About this exercise. The line containing "Query: glass window panel" marks the end: write out exactly every line from the first line of the data below through that line, and only those.

------------------------------------------------------------

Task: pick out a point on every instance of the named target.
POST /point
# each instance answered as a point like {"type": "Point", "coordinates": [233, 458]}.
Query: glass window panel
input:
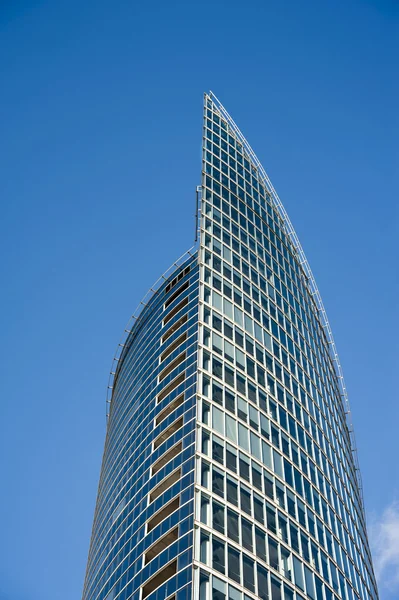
{"type": "Point", "coordinates": [233, 558]}
{"type": "Point", "coordinates": [248, 573]}
{"type": "Point", "coordinates": [232, 525]}
{"type": "Point", "coordinates": [218, 559]}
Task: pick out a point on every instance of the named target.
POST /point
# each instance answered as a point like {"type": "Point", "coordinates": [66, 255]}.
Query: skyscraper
{"type": "Point", "coordinates": [229, 469]}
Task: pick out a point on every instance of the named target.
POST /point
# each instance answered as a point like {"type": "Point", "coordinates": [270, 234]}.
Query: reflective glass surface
{"type": "Point", "coordinates": [228, 471]}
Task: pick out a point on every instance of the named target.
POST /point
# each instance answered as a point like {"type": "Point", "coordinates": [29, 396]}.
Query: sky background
{"type": "Point", "coordinates": [100, 147]}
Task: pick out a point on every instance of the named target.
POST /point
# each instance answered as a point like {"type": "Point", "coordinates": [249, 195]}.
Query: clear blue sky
{"type": "Point", "coordinates": [101, 108]}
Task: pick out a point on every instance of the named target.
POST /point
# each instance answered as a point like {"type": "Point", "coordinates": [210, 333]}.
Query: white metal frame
{"type": "Point", "coordinates": [310, 279]}
{"type": "Point", "coordinates": [133, 319]}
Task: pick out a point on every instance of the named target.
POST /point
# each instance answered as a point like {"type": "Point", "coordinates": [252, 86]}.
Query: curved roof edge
{"type": "Point", "coordinates": [311, 281]}
{"type": "Point", "coordinates": [136, 315]}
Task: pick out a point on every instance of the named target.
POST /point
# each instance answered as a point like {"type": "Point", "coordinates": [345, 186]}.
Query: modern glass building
{"type": "Point", "coordinates": [229, 469]}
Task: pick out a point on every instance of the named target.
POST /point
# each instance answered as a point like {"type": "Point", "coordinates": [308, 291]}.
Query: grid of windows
{"type": "Point", "coordinates": [278, 508]}
{"type": "Point", "coordinates": [228, 471]}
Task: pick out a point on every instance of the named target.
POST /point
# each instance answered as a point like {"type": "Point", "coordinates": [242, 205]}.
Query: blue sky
{"type": "Point", "coordinates": [101, 108]}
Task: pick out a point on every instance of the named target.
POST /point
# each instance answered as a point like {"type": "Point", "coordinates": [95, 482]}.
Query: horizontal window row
{"type": "Point", "coordinates": [264, 513]}
{"type": "Point", "coordinates": [243, 569]}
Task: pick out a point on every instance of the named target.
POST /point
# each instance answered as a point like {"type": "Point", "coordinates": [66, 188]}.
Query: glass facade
{"type": "Point", "coordinates": [228, 470]}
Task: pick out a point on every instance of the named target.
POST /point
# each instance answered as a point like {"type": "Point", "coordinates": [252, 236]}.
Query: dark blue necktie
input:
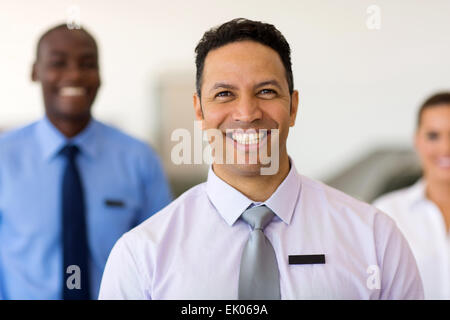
{"type": "Point", "coordinates": [75, 244]}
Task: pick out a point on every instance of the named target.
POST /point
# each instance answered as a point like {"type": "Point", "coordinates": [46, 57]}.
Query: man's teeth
{"type": "Point", "coordinates": [444, 162]}
{"type": "Point", "coordinates": [72, 91]}
{"type": "Point", "coordinates": [248, 138]}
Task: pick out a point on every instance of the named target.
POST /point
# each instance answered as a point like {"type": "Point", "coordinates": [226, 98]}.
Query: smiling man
{"type": "Point", "coordinates": [248, 235]}
{"type": "Point", "coordinates": [70, 186]}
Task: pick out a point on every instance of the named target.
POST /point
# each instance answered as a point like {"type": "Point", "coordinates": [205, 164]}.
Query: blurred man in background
{"type": "Point", "coordinates": [70, 186]}
{"type": "Point", "coordinates": [422, 211]}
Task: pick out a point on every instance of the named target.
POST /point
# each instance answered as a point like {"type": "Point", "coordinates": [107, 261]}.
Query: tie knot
{"type": "Point", "coordinates": [70, 151]}
{"type": "Point", "coordinates": [258, 217]}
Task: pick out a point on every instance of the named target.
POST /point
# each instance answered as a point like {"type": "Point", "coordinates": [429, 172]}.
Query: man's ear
{"type": "Point", "coordinates": [294, 108]}
{"type": "Point", "coordinates": [198, 107]}
{"type": "Point", "coordinates": [34, 77]}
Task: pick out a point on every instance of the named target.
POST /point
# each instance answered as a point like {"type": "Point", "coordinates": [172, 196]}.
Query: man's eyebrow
{"type": "Point", "coordinates": [268, 82]}
{"type": "Point", "coordinates": [222, 85]}
{"type": "Point", "coordinates": [57, 53]}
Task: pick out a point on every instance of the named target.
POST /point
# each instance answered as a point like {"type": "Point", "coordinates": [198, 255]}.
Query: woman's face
{"type": "Point", "coordinates": [432, 142]}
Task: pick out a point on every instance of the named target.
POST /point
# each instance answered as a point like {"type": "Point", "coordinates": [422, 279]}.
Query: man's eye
{"type": "Point", "coordinates": [89, 65]}
{"type": "Point", "coordinates": [432, 135]}
{"type": "Point", "coordinates": [223, 94]}
{"type": "Point", "coordinates": [267, 93]}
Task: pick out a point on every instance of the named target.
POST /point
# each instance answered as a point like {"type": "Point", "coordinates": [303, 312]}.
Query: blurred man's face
{"type": "Point", "coordinates": [433, 142]}
{"type": "Point", "coordinates": [67, 67]}
{"type": "Point", "coordinates": [245, 95]}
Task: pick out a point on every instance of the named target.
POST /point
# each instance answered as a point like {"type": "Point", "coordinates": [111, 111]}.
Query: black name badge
{"type": "Point", "coordinates": [114, 203]}
{"type": "Point", "coordinates": [307, 259]}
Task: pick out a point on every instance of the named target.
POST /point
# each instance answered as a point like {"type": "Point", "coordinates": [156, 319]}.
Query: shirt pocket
{"type": "Point", "coordinates": [110, 216]}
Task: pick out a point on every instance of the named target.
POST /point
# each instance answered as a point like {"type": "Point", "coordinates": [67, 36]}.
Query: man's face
{"type": "Point", "coordinates": [67, 68]}
{"type": "Point", "coordinates": [245, 90]}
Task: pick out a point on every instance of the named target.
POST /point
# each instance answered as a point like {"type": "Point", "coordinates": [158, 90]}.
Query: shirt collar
{"type": "Point", "coordinates": [230, 203]}
{"type": "Point", "coordinates": [52, 140]}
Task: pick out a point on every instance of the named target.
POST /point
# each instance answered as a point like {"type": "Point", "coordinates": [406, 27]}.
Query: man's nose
{"type": "Point", "coordinates": [73, 72]}
{"type": "Point", "coordinates": [247, 109]}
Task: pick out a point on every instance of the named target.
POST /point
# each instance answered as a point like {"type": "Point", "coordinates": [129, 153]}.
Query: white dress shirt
{"type": "Point", "coordinates": [192, 248]}
{"type": "Point", "coordinates": [423, 226]}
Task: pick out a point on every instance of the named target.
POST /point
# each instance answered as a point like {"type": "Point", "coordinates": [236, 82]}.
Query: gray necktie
{"type": "Point", "coordinates": [259, 276]}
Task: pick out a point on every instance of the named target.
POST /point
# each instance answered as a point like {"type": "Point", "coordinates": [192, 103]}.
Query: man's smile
{"type": "Point", "coordinates": [72, 91]}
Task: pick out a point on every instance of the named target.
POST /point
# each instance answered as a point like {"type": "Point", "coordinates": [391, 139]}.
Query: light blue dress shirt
{"type": "Point", "coordinates": [124, 184]}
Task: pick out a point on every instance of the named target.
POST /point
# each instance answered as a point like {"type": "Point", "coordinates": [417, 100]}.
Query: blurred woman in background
{"type": "Point", "coordinates": [422, 211]}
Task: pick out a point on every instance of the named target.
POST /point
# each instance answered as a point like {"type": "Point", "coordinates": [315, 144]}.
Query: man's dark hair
{"type": "Point", "coordinates": [62, 26]}
{"type": "Point", "coordinates": [241, 29]}
{"type": "Point", "coordinates": [433, 101]}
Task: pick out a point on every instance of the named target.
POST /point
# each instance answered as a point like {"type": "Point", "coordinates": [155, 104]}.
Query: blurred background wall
{"type": "Point", "coordinates": [360, 86]}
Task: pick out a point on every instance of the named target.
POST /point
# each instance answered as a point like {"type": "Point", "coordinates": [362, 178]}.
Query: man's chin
{"type": "Point", "coordinates": [246, 170]}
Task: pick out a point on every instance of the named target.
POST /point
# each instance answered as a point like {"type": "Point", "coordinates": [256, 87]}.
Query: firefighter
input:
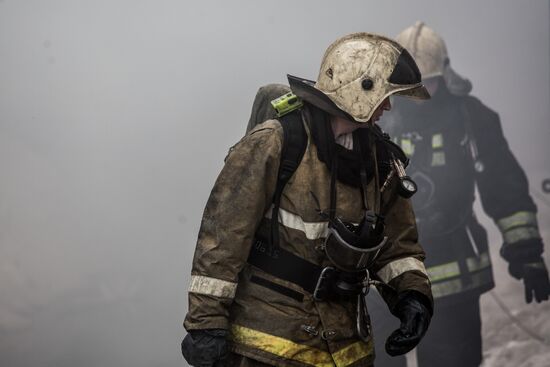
{"type": "Point", "coordinates": [280, 270]}
{"type": "Point", "coordinates": [456, 143]}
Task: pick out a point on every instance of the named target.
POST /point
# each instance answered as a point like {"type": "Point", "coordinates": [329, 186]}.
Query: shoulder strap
{"type": "Point", "coordinates": [294, 147]}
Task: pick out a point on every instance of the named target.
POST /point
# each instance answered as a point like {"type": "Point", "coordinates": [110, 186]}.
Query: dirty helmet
{"type": "Point", "coordinates": [358, 72]}
{"type": "Point", "coordinates": [430, 53]}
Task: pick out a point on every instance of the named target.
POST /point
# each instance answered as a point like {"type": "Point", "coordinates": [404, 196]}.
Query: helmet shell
{"type": "Point", "coordinates": [358, 72]}
{"type": "Point", "coordinates": [430, 53]}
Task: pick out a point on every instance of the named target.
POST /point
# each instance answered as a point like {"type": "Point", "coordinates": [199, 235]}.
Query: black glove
{"type": "Point", "coordinates": [205, 348]}
{"type": "Point", "coordinates": [414, 311]}
{"type": "Point", "coordinates": [535, 278]}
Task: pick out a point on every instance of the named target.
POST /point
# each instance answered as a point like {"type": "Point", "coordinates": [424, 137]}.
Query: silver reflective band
{"type": "Point", "coordinates": [452, 269]}
{"type": "Point", "coordinates": [398, 267]}
{"type": "Point", "coordinates": [519, 219]}
{"type": "Point", "coordinates": [519, 234]}
{"type": "Point", "coordinates": [212, 286]}
{"type": "Point", "coordinates": [443, 271]}
{"type": "Point", "coordinates": [454, 286]}
{"type": "Point", "coordinates": [312, 230]}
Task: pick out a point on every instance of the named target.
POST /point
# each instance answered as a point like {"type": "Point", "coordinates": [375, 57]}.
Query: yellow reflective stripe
{"type": "Point", "coordinates": [519, 234]}
{"type": "Point", "coordinates": [396, 268]}
{"type": "Point", "coordinates": [454, 286]}
{"type": "Point", "coordinates": [212, 286]}
{"type": "Point", "coordinates": [452, 269]}
{"type": "Point", "coordinates": [519, 219]}
{"type": "Point", "coordinates": [312, 230]}
{"type": "Point", "coordinates": [437, 141]}
{"type": "Point", "coordinates": [280, 347]}
{"type": "Point", "coordinates": [298, 352]}
{"type": "Point", "coordinates": [353, 353]}
{"type": "Point", "coordinates": [443, 271]}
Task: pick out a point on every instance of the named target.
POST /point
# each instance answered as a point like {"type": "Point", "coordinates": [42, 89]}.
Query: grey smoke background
{"type": "Point", "coordinates": [115, 117]}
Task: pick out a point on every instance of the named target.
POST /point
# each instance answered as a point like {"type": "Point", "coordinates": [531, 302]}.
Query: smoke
{"type": "Point", "coordinates": [115, 117]}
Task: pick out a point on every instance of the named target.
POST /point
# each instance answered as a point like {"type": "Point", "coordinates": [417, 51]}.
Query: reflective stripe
{"type": "Point", "coordinates": [407, 146]}
{"type": "Point", "coordinates": [478, 263]}
{"type": "Point", "coordinates": [437, 141]}
{"type": "Point", "coordinates": [299, 352]}
{"type": "Point", "coordinates": [312, 230]}
{"type": "Point", "coordinates": [398, 267]}
{"type": "Point", "coordinates": [353, 353]}
{"type": "Point", "coordinates": [519, 234]}
{"type": "Point", "coordinates": [452, 269]}
{"type": "Point", "coordinates": [454, 286]}
{"type": "Point", "coordinates": [280, 347]}
{"type": "Point", "coordinates": [346, 141]}
{"type": "Point", "coordinates": [443, 271]}
{"type": "Point", "coordinates": [519, 219]}
{"type": "Point", "coordinates": [212, 286]}
{"type": "Point", "coordinates": [438, 159]}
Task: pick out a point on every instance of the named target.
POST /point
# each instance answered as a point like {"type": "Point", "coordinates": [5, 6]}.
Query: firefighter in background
{"type": "Point", "coordinates": [456, 143]}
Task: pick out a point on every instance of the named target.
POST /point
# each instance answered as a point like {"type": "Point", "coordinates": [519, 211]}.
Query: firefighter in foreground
{"type": "Point", "coordinates": [294, 226]}
{"type": "Point", "coordinates": [455, 144]}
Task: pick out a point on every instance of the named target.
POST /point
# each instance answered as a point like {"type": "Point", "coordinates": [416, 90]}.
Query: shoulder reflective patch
{"type": "Point", "coordinates": [345, 140]}
{"type": "Point", "coordinates": [212, 286]}
{"type": "Point", "coordinates": [312, 230]}
{"type": "Point", "coordinates": [519, 234]}
{"type": "Point", "coordinates": [290, 350]}
{"type": "Point", "coordinates": [407, 146]}
{"type": "Point", "coordinates": [438, 159]}
{"type": "Point", "coordinates": [519, 219]}
{"type": "Point", "coordinates": [437, 141]}
{"type": "Point", "coordinates": [398, 267]}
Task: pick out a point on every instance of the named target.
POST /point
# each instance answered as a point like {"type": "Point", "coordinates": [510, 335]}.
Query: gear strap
{"type": "Point", "coordinates": [294, 147]}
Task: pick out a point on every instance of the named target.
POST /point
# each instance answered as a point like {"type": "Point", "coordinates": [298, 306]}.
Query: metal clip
{"type": "Point", "coordinates": [327, 334]}
{"type": "Point", "coordinates": [310, 330]}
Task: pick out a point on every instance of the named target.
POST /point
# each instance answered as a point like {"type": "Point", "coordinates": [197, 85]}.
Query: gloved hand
{"type": "Point", "coordinates": [415, 317]}
{"type": "Point", "coordinates": [205, 348]}
{"type": "Point", "coordinates": [535, 278]}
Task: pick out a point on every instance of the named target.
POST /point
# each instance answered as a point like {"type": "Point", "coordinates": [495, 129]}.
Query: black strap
{"type": "Point", "coordinates": [285, 265]}
{"type": "Point", "coordinates": [294, 147]}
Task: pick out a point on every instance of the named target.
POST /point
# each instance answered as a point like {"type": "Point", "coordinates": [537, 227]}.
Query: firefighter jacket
{"type": "Point", "coordinates": [455, 144]}
{"type": "Point", "coordinates": [269, 319]}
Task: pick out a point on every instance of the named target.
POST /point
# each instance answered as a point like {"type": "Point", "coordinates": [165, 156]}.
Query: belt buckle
{"type": "Point", "coordinates": [322, 289]}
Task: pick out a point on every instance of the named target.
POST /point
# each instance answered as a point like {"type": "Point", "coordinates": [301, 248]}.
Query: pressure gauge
{"type": "Point", "coordinates": [407, 187]}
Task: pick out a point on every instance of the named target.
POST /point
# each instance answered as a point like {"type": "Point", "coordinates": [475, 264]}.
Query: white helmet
{"type": "Point", "coordinates": [430, 53]}
{"type": "Point", "coordinates": [357, 73]}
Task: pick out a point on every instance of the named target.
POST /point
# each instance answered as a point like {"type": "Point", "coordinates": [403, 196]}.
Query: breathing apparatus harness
{"type": "Point", "coordinates": [352, 248]}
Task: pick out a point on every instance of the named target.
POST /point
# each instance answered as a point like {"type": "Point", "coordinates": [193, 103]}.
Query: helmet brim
{"type": "Point", "coordinates": [305, 89]}
{"type": "Point", "coordinates": [419, 92]}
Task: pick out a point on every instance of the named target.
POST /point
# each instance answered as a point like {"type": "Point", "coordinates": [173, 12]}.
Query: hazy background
{"type": "Point", "coordinates": [115, 117]}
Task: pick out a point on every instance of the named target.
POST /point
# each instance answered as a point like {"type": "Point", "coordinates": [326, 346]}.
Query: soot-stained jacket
{"type": "Point", "coordinates": [456, 143]}
{"type": "Point", "coordinates": [286, 328]}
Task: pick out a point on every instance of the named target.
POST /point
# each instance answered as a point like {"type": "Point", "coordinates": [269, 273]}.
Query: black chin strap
{"type": "Point", "coordinates": [333, 175]}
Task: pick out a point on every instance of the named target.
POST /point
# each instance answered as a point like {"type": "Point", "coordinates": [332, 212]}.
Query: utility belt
{"type": "Point", "coordinates": [323, 283]}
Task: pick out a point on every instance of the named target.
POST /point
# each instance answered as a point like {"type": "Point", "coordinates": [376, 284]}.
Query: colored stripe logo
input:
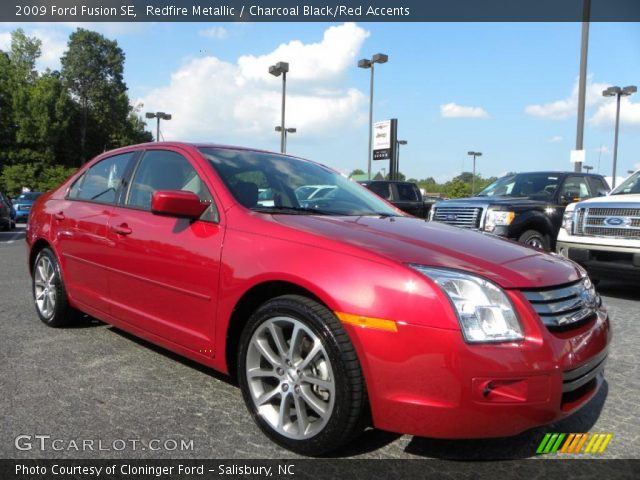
{"type": "Point", "coordinates": [574, 443]}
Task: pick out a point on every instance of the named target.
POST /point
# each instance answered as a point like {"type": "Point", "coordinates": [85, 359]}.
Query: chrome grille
{"type": "Point", "coordinates": [468, 217]}
{"type": "Point", "coordinates": [596, 222]}
{"type": "Point", "coordinates": [559, 307]}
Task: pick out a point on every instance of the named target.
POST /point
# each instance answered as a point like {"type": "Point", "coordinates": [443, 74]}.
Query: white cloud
{"type": "Point", "coordinates": [453, 110]}
{"type": "Point", "coordinates": [226, 102]}
{"type": "Point", "coordinates": [606, 113]}
{"type": "Point", "coordinates": [604, 107]}
{"type": "Point", "coordinates": [214, 33]}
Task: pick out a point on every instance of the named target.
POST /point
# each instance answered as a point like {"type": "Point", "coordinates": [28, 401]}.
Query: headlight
{"type": "Point", "coordinates": [498, 218]}
{"type": "Point", "coordinates": [484, 311]}
{"type": "Point", "coordinates": [567, 221]}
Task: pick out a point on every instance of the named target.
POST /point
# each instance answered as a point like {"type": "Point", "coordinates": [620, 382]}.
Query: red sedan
{"type": "Point", "coordinates": [330, 311]}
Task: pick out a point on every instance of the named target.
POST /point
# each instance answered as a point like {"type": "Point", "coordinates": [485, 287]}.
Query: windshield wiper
{"type": "Point", "coordinates": [294, 210]}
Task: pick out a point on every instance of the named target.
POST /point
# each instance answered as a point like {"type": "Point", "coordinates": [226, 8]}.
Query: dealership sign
{"type": "Point", "coordinates": [382, 140]}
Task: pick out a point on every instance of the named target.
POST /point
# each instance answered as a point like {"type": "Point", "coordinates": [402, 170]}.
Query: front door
{"type": "Point", "coordinates": [165, 279]}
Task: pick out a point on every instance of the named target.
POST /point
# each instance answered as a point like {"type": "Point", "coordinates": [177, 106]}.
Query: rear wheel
{"type": "Point", "coordinates": [49, 294]}
{"type": "Point", "coordinates": [300, 377]}
{"type": "Point", "coordinates": [535, 239]}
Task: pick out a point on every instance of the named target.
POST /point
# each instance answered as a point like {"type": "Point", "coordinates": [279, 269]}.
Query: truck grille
{"type": "Point", "coordinates": [608, 222]}
{"type": "Point", "coordinates": [566, 306]}
{"type": "Point", "coordinates": [468, 217]}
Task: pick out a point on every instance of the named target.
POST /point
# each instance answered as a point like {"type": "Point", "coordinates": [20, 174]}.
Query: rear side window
{"type": "Point", "coordinates": [598, 186]}
{"type": "Point", "coordinates": [380, 189]}
{"type": "Point", "coordinates": [101, 182]}
{"type": "Point", "coordinates": [407, 192]}
{"type": "Point", "coordinates": [165, 170]}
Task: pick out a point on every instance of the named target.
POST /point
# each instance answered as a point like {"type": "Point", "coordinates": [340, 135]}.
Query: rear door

------------------------------------------------------------

Exercise answer.
Task: pick out a point on every instance of the named target.
POST /point
# each instance answered as a point like {"type": "Point", "coordinates": [233, 458]}.
Query: glass window panel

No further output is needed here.